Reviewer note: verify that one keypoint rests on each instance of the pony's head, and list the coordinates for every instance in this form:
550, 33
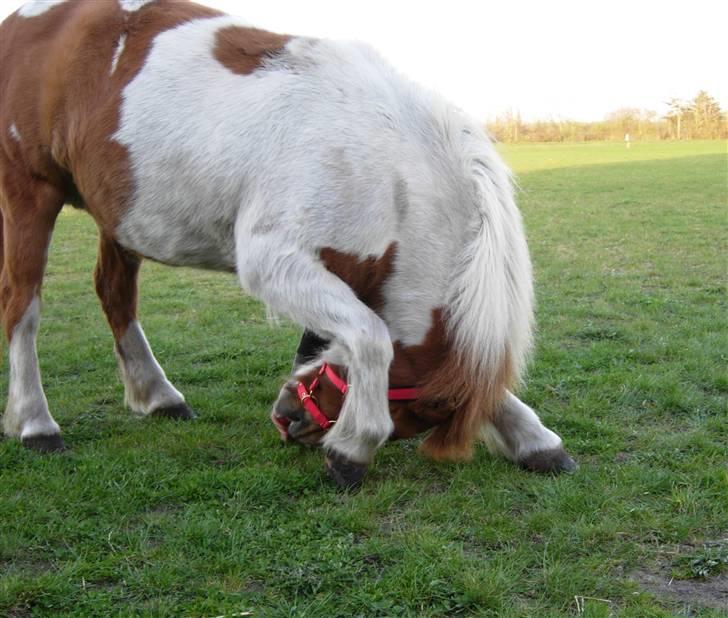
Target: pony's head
429, 391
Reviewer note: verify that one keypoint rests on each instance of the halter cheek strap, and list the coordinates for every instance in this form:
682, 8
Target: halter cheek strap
308, 399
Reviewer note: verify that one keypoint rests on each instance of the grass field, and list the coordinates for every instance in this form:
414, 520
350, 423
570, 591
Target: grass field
216, 517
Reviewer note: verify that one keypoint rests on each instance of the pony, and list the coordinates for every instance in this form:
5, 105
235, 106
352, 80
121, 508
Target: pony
365, 208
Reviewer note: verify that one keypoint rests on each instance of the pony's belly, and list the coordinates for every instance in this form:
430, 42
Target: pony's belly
179, 241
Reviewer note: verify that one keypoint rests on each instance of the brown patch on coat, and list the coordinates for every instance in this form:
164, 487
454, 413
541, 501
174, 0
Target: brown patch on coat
456, 399
58, 90
67, 106
243, 50
116, 284
366, 277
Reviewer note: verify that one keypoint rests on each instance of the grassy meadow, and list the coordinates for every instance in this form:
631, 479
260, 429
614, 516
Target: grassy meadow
216, 517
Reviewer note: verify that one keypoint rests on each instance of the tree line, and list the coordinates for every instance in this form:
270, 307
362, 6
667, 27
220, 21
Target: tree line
699, 118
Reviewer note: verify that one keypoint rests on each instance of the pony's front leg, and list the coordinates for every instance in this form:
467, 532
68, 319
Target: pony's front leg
518, 434
296, 284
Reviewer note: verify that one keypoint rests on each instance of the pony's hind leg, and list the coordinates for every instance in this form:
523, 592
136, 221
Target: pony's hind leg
30, 207
519, 435
297, 284
146, 388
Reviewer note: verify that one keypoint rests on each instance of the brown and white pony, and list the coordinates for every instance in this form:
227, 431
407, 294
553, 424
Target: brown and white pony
358, 204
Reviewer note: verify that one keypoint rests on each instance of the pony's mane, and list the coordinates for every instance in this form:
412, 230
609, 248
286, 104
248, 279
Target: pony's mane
489, 305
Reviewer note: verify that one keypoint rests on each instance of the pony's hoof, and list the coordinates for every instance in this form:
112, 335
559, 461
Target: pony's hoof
345, 473
554, 461
180, 411
52, 443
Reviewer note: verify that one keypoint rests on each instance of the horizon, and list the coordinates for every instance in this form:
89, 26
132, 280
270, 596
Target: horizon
561, 61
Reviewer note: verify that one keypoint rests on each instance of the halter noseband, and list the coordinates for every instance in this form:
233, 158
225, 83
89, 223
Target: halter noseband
308, 399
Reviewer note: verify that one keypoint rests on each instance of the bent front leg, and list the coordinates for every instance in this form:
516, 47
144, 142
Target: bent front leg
146, 388
518, 434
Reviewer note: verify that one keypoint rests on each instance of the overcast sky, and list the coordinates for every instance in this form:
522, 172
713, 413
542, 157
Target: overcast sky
575, 59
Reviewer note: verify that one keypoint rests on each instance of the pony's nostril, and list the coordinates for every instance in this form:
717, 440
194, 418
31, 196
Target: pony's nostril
294, 415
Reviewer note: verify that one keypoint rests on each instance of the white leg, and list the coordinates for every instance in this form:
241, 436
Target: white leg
146, 388
518, 434
297, 285
27, 415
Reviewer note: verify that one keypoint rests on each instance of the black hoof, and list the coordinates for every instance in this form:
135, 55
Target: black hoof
345, 473
180, 411
52, 443
553, 461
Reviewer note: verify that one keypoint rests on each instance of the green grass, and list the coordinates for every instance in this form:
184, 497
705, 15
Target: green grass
146, 517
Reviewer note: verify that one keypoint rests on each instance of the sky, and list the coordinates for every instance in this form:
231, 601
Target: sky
561, 59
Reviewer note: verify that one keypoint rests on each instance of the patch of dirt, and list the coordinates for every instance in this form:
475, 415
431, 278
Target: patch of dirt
710, 592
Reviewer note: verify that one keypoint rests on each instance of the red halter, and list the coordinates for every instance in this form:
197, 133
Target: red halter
308, 399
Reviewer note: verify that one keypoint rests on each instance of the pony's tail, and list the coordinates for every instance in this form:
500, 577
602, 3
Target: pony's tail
490, 311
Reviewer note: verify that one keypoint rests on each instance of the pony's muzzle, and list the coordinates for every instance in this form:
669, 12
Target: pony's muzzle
291, 420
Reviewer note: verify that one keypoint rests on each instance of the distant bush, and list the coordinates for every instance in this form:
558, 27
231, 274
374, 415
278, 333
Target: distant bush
700, 118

════

(Your assignment)
Transcribe the data verbatim. No picture belongs in the result.

(The completed task)
Reviewer note: verify that one keypoint rests on each instance of the pony's head, and list the coordinates for every instance in this form:
550, 33
Target: pony's head
429, 391
Reviewer note: verify that one keypoint rests on each instance of the halter cheek strap, and list the coordinates for every instance in this form:
682, 8
Target: halter cheek strap
308, 399
Reviewer note: verify that one keypoint rests on each instance of the grass field, and list the coordinates for every instance in this form:
414, 520
350, 423
570, 591
Target: grass field
216, 517
Reviewer note: verify that one keypoint rests on each instance of the pony, and list the coordinates for every instance in this form:
5, 105
235, 106
352, 80
121, 508
Target: pony
365, 208
Reviewer note: verify that one keypoint rests on each instance of the pony's belly, and list the coordinates for every instance in this form:
430, 42
Target: pony's belly
179, 241
Reviewer note: verify that one keypoint rests on each instance of the brown patch on coat, and list the coordinates for every instance in this form:
164, 487
454, 413
541, 501
174, 0
Target: brown patch on coat
456, 399
58, 90
67, 106
243, 50
116, 284
366, 277
Reviewer note: verify that one keypoint rests on each instance of the grassy meadow, and list the coordinates for every instance in this form:
631, 479
260, 429
614, 516
Target: grassy meadow
216, 517
Reviewer note: verify that one keypoint rests on each instance of the tree line, and list the coordinates for every instance in this form:
270, 307
362, 6
667, 27
220, 21
Target: tree line
699, 118
Reviewer note: verify that one keypoint rests on each instance of the pony's front leg, and list the coordinates for every instance in this form:
467, 532
68, 319
Target: pony's front leg
518, 434
296, 284
Reviewer note: verify that one keypoint rests on each instance of the pony's hind leg, and list the coordinates for every instance in this form:
523, 592
136, 221
Target: pony's hind leg
30, 207
519, 435
297, 284
146, 388
Reviewer note: verify that one keypoint rests on each instance of the brown and white pony, and list the coordinates for every instance in this form:
227, 431
407, 294
553, 424
Target: brown and white pony
358, 204
Reviewer note: verify that one keypoint rests on each instance of the pony's mane, and list the coordinates for every instance in this form:
412, 230
609, 248
286, 104
248, 279
Target: pony's mane
489, 305
Reviewer note: verify that one keypoint rests on each instance of the pony's hoof, and list the coordinates for every instance in this form:
112, 335
559, 461
Target: pony's hoof
345, 473
554, 461
180, 411
52, 443
Reviewer note: verify that one keypoint rests on each instance of the horizon, and list the coordinates for every instance in this form:
89, 26
132, 280
270, 596
Target: horizon
561, 61
Reviewer note: verify that one keypoint rests on each instance of the halter noseband, and list the coordinates for every instance in this form:
233, 158
225, 83
89, 223
Target: halter noseband
308, 399
Reviewer note: verify that one keypoint rests on each instance of the bent front leg, and list the coordinates for every instance in this form:
516, 47
144, 142
Target: bent front leg
146, 388
518, 434
Reviewer note: verify that one keypoint rests on each instance of the overcast sky, and list the coordinates for every instance in this form:
522, 172
713, 413
542, 157
Target: overcast sky
575, 59
Reviewer note: verify that one keypoint rests on each instance of the pony's nostril, and list the coordinates for every instance in this form:
717, 440
194, 418
31, 196
Target: pony's nostril
294, 415
Reviewer note: verify that one keypoint rests on each instance of the white leg, and list the coordinates for every instance in this form:
241, 436
Target: white leg
146, 388
518, 434
297, 285
27, 415
Reviewer note: verify that one keypoint rests on each instance of the black hoof, and list the coordinates for every instance in this form:
135, 55
Target: black hoof
345, 473
180, 411
52, 443
553, 461
Reviewer note: verify that one keypoint rests on each instance of the green grass, and list the coordinates for every instance in this form:
184, 497
705, 15
Target: green grass
146, 517
Reviewer note: verify that one keypoint rests on each instance of the sky, and list the coordinates for every instance in this form:
231, 601
Target: sky
561, 59
Reviewer note: verify that one keypoint rests on each instance of the patch of dirt, and list the coordinates for every instance in this form:
475, 415
431, 278
Target: patch of dirt
710, 592
Reviewer note: verify that one keypoint rests on each instance of the red halter, and list the coordinates for every instance in this form:
197, 133
Target: red halter
308, 399
Reviewer note: verify that one keypoint rests on each instance of the pony's tail, and list the coordinates for every instance in this form:
500, 577
602, 3
Target: pony's tail
490, 311
Reviewer note: verify that one keypoint rests on each instance of the pony's muzzle, and list the coordinates for every instance in this form:
669, 12
Target: pony's muzzle
291, 420
Reviewer note: verify that one keypoint rests on each instance of the distant bush, and list the coordinates for every instance in this form:
558, 27
231, 274
374, 415
278, 333
Target: distant bush
700, 118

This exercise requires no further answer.